■ Passage shown ■
--- begin ---
The August 9, 2014 Economist article, titled “Prostitution: A Personal Choice” discusses some of the same points covered in the Slate article, but goes a bit further by pointing out that the use of the internet to facilitate meetings between providers and clients has substantially mitigated, if not eliminated, the social problems that attend selling sex on the street. Moreover, and this is the point that is often overlooked but which speaks to me personally. Providers often enjoy their work and prefer it to alternatives. They enjoy the variety, the flexibility, the limited hours, and the opportunity to travel. And some actually enjoy sex.
What adults do with their bodies is a personal choice. My body belongs to me. Not some of it. All of it. I fundamentally reject any government’s attempt to tell me or any other woman what we can or cannot do with our body.
The Economist article also makes the entirely unremarkable observation that prohibition is ineffective. I am amazed that it has taken governments and society thousands of years to figure that out. Next, they’ll find out that water is wet.
I’m encouraged though, that these two thought-leading publications agree on this issue. I’m also buoyed by the rapid pace of change in gay marriage laws and marijuana laws. The world is changing, and the pace of change is accelerating, which is a good thing. Bad ideas that were based on religion and prejudice have a harder time hiding But change cannot come soon enough on this issue for those that live today in the shadows, in apprehension, or in danger.
--- end ---
■ Dataset items ■
--- begin ---
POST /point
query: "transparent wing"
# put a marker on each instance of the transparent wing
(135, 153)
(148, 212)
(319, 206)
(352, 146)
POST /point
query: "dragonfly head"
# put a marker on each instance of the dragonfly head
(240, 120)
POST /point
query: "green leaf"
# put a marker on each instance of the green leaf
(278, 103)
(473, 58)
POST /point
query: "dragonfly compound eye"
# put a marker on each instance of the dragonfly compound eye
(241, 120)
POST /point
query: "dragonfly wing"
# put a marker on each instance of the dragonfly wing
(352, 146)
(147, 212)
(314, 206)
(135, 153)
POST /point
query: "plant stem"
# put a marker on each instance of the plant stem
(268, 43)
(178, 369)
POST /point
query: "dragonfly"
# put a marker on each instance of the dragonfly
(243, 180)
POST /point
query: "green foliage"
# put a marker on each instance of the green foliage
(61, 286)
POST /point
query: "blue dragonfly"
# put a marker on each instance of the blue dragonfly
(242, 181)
--- end ---
--- begin ---
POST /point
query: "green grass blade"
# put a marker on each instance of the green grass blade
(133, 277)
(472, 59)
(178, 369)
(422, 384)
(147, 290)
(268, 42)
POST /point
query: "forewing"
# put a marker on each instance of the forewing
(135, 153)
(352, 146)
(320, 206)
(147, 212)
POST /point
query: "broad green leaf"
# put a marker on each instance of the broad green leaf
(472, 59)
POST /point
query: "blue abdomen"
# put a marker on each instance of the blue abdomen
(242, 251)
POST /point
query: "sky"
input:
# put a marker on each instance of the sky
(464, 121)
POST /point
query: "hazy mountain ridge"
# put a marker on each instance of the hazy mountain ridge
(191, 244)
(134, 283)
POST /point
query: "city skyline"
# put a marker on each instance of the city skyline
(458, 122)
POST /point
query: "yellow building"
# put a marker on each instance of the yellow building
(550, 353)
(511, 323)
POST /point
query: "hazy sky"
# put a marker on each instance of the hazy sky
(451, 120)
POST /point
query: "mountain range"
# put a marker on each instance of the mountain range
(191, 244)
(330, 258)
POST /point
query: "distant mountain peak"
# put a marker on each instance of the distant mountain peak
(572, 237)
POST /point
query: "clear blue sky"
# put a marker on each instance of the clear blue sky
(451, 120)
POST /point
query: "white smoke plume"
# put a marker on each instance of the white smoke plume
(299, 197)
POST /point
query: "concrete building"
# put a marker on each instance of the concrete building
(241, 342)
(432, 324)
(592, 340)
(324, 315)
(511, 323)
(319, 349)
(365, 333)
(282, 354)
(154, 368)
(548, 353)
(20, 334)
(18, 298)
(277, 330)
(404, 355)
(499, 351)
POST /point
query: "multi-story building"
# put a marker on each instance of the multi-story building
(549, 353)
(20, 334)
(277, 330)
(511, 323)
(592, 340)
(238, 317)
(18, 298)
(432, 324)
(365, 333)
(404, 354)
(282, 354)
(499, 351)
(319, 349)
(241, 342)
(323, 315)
--- end ---
■ What to do ■
1) In the prostitution passage, what is the title of the Economist article?
2) Please repeat the stretch of the prostitution passage from "I’m encouraged though, that" through "or in danger.".

■ Responses per task ■
1) "Prostitution: A Personal Choice"

2)
I’m encouraged though, that these two thought-leading publications agree on this issue. I’m also buoyed by the rapid pace of change in gay marriage laws and marijuana laws. The world is changing, and the pace of change is accelerating, which is a good thing. Bad ideas that were based on religion and prejudice have a harder time hiding But change cannot come soon enough on this issue for those that live today in the shadows, in apprehension, or in danger.